(DOCUMENT EXCERPT):
........

Architects are failing to appreciate the enormity of Covid-19 and should use their problem-solving abilities to help fight the global pandemic, a prominent public health expert has told the AJ
John Ashton, a former regional director of public health for north-west England, criticised architect practices that were continuing to encourage or allow staff to work in the office, saying non-essential workers must stay at home.
Last week, the AJ revealed Sheppard Robson was facing questions after it emerged that more than 100 employees were working from its Camden headquarters as late as last Friday. Yesterday (March 23), an AHMM newsletter confirmed that a self-selecting number of staff ‘whose preference it is not to work from home’ were continuing to work at its London and Bristol offices alongside a small number of support staff.
However, the government is tightening restrictions on life in Britain by the day and last night prime minister Boris Johnson brought in sweeping new curbs, including stopping all travelling to and from work unless it ‘absolutely cannot be done from home’.
Sheppard Robson employees have lined up to criticise the AJ’s story, saying that no one had been forced to work in the office. But Ashton said: ‘The response of the company shows an inability to get to grips with the impending seriousness and reality of the situation together with elements of narcissism about the importance of their creative contribution being more important than the national emergency.
‘In one sense though what they have done is understandable because everyone has been slow on the uptake and the advice from the prime minister has not been clear enough’.
Ashton warned that the number of deaths was doubling every three days and said he feared hospitals would be inundated and would ‘fall over’ in several weeks’ time.
‘Economically, and in terms of construction, the situation will be like what we saw after the First and Second World Wars and lots of companies will have gone bankrupt,’ he said.
One might ask what such a collection of talented people should be doing now, rather than pressing on with projects that may never see the light of day
Returning to the role of architects, he said many schemes now being worked on would be cancelled and urged the profession to ‘reorientate itself for the social purpose’.

........

(BRIEF 1):
Answer these questions from the article on architects and Covid-19:
(a) What post did John Ashton formerly hold?
(b) How many Sheppard Robson employees were reported to be working from its Camden headquarters as late as last Friday?
(c) How often did Ashton say the number of deaths was doubling?
(BRIEF 2): Rewrite the paragraph of the article on architects and Covid-19 that begins "Last week, the AJ revealed" as a short bulleted list that keeps its main facts.
(BRIEF 3): Continue the article on architects and Covid-19 from where it stops.
The data after this article come from a separate, unrelated source.

(DATA SHOWN):
........

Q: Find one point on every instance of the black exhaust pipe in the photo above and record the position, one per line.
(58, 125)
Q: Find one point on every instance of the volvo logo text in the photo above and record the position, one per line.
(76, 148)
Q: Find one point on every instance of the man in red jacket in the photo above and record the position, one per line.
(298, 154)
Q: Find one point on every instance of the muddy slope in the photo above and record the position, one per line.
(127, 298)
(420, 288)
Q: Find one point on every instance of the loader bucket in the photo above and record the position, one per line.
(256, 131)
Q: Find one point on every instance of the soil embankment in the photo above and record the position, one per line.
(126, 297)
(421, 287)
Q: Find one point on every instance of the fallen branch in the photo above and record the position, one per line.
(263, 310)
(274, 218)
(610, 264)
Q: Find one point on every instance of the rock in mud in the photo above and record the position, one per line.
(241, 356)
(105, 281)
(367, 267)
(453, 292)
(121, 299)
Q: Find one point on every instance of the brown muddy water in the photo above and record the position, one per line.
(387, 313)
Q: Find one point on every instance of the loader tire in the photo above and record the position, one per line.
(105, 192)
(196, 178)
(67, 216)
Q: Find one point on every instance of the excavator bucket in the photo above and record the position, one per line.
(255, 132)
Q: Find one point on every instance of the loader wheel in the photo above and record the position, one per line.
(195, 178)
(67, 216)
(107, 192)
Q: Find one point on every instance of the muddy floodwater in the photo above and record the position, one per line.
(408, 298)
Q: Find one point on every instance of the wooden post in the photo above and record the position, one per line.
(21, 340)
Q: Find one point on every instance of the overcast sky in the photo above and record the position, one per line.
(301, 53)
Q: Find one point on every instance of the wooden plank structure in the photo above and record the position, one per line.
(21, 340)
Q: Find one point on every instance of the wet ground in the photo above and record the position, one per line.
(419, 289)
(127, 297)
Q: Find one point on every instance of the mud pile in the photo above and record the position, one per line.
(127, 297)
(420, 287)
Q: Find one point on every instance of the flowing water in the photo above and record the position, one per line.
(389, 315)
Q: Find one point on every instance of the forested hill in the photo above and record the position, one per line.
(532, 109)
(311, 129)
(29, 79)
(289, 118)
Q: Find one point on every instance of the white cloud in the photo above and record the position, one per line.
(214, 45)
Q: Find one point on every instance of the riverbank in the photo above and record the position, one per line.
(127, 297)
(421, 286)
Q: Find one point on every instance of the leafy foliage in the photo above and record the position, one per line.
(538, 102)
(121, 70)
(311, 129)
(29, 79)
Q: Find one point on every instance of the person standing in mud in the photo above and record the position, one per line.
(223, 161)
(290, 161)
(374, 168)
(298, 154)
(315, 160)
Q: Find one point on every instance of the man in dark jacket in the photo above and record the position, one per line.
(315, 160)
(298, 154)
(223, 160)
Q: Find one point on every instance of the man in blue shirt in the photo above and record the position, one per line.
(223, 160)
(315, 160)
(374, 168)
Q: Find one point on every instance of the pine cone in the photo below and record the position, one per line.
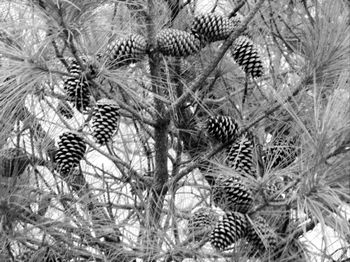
(239, 155)
(230, 194)
(77, 88)
(125, 51)
(65, 110)
(213, 27)
(71, 150)
(246, 55)
(231, 228)
(261, 237)
(177, 43)
(204, 219)
(222, 128)
(105, 120)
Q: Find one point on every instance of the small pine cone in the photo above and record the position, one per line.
(230, 194)
(65, 110)
(239, 155)
(246, 55)
(261, 237)
(77, 88)
(213, 27)
(201, 222)
(71, 150)
(222, 128)
(125, 51)
(231, 228)
(177, 43)
(104, 120)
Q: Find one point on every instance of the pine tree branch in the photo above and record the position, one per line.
(197, 83)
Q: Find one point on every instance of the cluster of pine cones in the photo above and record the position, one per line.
(230, 194)
(205, 28)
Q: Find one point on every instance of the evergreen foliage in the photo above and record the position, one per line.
(164, 130)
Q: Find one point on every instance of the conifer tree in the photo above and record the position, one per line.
(174, 130)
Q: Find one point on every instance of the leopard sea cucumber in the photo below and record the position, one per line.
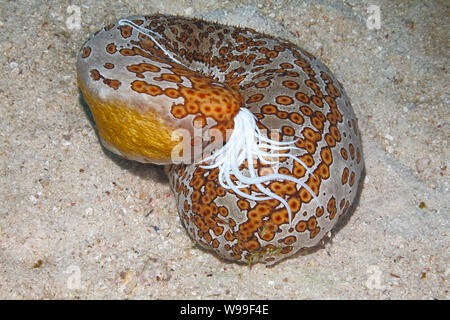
(289, 170)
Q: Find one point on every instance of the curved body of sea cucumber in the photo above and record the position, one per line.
(292, 94)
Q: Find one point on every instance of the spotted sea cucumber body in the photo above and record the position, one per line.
(293, 95)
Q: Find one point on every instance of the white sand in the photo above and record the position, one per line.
(77, 222)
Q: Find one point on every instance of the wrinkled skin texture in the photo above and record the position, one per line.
(290, 92)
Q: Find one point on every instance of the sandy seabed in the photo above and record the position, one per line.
(76, 222)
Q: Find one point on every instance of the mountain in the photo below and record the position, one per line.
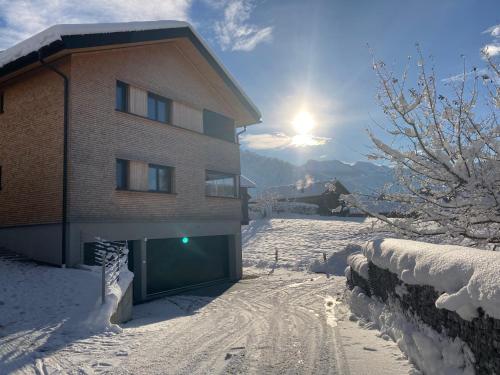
(266, 171)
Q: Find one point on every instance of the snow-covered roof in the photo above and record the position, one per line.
(57, 33)
(246, 182)
(302, 189)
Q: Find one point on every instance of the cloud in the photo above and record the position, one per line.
(268, 141)
(493, 48)
(23, 18)
(234, 32)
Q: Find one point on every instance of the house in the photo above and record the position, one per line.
(245, 184)
(324, 194)
(126, 132)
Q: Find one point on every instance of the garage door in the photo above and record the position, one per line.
(174, 263)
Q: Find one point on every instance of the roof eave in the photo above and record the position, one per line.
(77, 42)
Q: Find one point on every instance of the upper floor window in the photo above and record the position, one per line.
(121, 174)
(160, 178)
(158, 108)
(218, 126)
(121, 96)
(219, 184)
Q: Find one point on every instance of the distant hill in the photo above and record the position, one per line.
(266, 171)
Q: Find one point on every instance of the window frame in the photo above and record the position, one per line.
(168, 107)
(125, 177)
(224, 175)
(170, 178)
(125, 100)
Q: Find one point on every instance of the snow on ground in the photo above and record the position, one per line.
(279, 319)
(300, 240)
(43, 308)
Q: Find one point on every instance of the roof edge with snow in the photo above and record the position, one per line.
(78, 36)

........

(ANSWER SPACE 1):
(a) He was a regional director of public health for north-west England.
(b) More than 100.
(c) Every three days.

(ANSWER SPACE 2):
- Last week the AJ reported that Sheppard Robson faced questions because more than 100 employees were working from its Camden headquarters as late as last Friday.
- On March 23, an AHMM newsletter confirmed that some staff who preferred not to work from home were still working at its London and Bristol offices.
- A small number of support staff were working alongside them.

(ANSWER SPACE 3):
He added: ‘One might ask the question what such a collection of talented people should be doing now rather than pressing on with projects that may never see the light of day in the post-apocalyptic landscape that beckons.
‘Have they ideas about the designing out of coronavirus from the settings of our everyday lives now? Things people can do with their domestic settings and spatial arrangements that they find themselves in? Ventilation, space and sunlight all mitigate against the virus’.
Ashton also acknowledged much of the profession’s current focus on fighting the climate emergency but said both could be combatted at once. ‘We need utility design with eco-design,’ he said.
Speaking on this morning’s BBC Today programme, London mayor Sadiq Khan said only essential workers such as NHS staff or those in food production should still be travelling to work.
The RIBA, which declined to comment on the Sheppard Robson story, has been urging members to work from home ‘if it is possible to do so.’
Today, the institute’s chief executive Alan Vallance, said: ‘We strongly recommend all practice leaders make necessary working from home arrangements for their staff.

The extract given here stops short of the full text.